WHAT THIS TASK INVOLVES: Rewrite the listing with each "train car" changed to "railway carriage" and everything else left as it is, omitting the pictures.

RECORDS SUPPLIED:

+ + + +

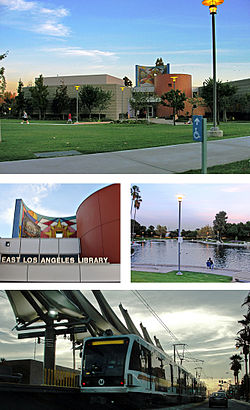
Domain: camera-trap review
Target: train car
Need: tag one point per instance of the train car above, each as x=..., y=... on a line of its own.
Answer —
x=126, y=370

+ + + +

RESULT FOR THIS EXERCISE:
Domain: camera-trap review
Target: railway carriage
Need: tag one point per instance of the railway carriage above, each as x=..., y=... on a line of its own.
Answer —
x=126, y=370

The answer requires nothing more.